> The records:
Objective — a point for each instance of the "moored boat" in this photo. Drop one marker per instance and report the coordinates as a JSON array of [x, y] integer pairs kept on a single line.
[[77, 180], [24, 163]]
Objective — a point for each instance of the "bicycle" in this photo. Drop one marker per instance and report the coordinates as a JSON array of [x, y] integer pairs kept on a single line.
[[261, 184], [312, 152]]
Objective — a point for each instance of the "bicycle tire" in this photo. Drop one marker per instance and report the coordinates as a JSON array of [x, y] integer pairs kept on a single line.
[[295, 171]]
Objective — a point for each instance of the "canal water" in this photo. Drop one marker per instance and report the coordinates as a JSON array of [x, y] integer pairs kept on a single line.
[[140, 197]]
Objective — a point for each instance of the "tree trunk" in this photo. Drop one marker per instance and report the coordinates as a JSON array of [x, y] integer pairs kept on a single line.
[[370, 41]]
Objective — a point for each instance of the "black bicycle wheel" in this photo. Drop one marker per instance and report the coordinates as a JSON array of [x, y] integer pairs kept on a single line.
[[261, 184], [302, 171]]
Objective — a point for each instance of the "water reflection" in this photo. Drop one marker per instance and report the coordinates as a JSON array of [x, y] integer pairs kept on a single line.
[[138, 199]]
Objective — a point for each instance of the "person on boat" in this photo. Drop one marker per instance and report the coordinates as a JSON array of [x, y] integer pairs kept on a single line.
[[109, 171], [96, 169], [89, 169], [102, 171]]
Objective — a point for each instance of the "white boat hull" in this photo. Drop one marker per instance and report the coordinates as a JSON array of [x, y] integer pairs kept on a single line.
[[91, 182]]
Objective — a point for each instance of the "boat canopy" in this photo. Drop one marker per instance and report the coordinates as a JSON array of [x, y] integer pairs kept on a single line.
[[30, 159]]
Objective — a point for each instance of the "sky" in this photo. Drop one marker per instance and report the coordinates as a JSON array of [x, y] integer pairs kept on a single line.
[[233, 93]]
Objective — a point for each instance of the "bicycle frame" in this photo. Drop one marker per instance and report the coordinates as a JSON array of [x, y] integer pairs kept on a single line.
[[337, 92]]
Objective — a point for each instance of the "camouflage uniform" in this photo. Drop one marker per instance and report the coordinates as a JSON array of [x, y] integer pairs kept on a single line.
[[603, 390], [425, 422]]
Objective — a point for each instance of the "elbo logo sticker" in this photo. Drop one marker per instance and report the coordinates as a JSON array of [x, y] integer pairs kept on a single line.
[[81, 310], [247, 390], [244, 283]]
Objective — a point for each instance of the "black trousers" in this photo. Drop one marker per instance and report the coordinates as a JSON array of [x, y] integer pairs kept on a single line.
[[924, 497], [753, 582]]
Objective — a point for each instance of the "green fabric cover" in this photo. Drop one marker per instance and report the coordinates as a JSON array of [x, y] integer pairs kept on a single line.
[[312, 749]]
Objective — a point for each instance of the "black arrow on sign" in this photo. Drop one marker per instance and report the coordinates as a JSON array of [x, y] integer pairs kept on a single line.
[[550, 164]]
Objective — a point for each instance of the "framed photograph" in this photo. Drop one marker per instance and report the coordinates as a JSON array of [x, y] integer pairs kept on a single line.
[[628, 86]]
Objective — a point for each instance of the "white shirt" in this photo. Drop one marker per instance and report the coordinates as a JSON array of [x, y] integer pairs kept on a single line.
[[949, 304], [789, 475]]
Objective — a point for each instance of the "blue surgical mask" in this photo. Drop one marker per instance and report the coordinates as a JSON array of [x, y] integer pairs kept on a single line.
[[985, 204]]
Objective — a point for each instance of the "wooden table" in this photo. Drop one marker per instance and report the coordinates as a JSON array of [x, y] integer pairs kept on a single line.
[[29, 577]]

> Directions for this task:
Provide an exact copy of all the material.

> Result of this task:
Objective — a point for each instance of the "moored boat" in this photo. Drop one marker per instance and report the coordinates as a JSON array of [x, y] integer pairs kept on a single line.
[[77, 180], [24, 163]]
Objective — a point for each instance of the "bicycle" in this photo. Drop one marker per instance and report the coordinates as a JSON array of [x, y] integer pairs kept on a single line.
[[261, 184], [312, 152]]
Objective — a point for each instance of the "bicycle tire" in this photo. Drop one marker per instance and report the coordinates as a JSON array of [x, y] integer pairs kept on a single line.
[[295, 171]]
Objective — a point for each instance of the "canal water" in this photo. Drop one marker per instance and report the coordinates as a JSON array of [x, y] integer pairs kept on a single line.
[[140, 197]]
Objective — a point for each instance of the "tree trunk" in this photo. Drop one marker per instance and report the coordinates as a JSON array of [x, y] integer pairs kept on a single line.
[[370, 41]]
Objective — a point for each instance of the "black bicycle wheel" in this photo. Drop one marker per instance and report the coordinates as a JSON array of [x, y] integer pairs kept on a single line.
[[261, 184], [302, 171]]
Objective — a point for each instance of the "water reflection" in this photo. Drop one marker per instance and report the coordinates as a JSON array of [x, y] integer pairs kept on a single line.
[[138, 199]]
Objective — a point for each instance of the "person on boat" in this photo. Drop one marker per instance and report the coordinates as a JSON array of [x, y] integer pairs kept on a single line.
[[109, 171], [96, 169], [89, 169], [102, 171]]
Objective — a point for each instance of the "white boat hull" in this photo. Drop one marker per instance and report the coordinates as a JSON array of [x, y] integer pairs kept on a single line.
[[91, 182]]
Objective — a point for each instance of the "boat canopy" in this photo. Drop one marker per instance and report the coordinates as a JSON array of [x, y] integer pairs kept on a single line.
[[30, 159]]
Objective — a point for each instance of the "sky" in this photo. Drop one marker per instance and report the coordinates as a JSON array of [x, y] integer pairs kept on a single line.
[[233, 93]]
Objective — a point for each instance of the "bicycle frame" in this photo. Drop one marker per instance and report the coordinates as a JSON array of [x, y] integer pairs kept on a single line.
[[337, 92]]
Objective — a point for each instance of the "camouflage uniform" in this photo. Drop one marker per instance and report the coordinates as a JSON array of [x, y] integer pairs kept on a single line.
[[603, 390], [425, 422]]
Objective — a point for each instance of the "elbo logo sticker" in this photo. Drop one marker per instance and report the coordinates as a JSON array of [x, y] integer pairs kept on a single line.
[[81, 310], [247, 390], [244, 283]]
Objective — a point for each instance of the "black trousers" in this photo. Drop one marker per instance and report the coordinates as a JSON array of [x, y] integer pairs kept on a single line.
[[924, 497], [753, 582]]
Objective — a point for each instance of the "green fabric cover" in this photo. Drop one marker per instance and report the coordinates as a JSON array of [x, y] integer pairs kept on a single line.
[[312, 749]]
Objective — a point for each instance of the "black arrow on sign" in this photo. Drop one marker per instance and report the coordinates as a JSON array of [x, y] integer pairs kept on a single line.
[[550, 164]]
Objective — a point for each instance of the "framed photograph" in this photo. Drop one marker per instance and report the coordinates as a JSON array of [x, y] integer pairs kept on a single line.
[[628, 86]]
Objective — a point for each instance of the "white shirt" in this photo. Drop one marker per instance and report the coordinates as a JSON array of [x, y] integer pairs kept on a single line.
[[949, 304], [789, 475]]
Objective — a point for each instance of the "blue surgical mask" in this photo. Drop one marker per instance and report the coordinates as a JSON array of [x, y] integer pairs kept on a single line.
[[985, 204]]
Objective — a point for each instance of the "wooden table" in this photo. Drop one marker per instance and report the coordinates as a JSON array of [x, y] integer pairs kept on a single line.
[[29, 577]]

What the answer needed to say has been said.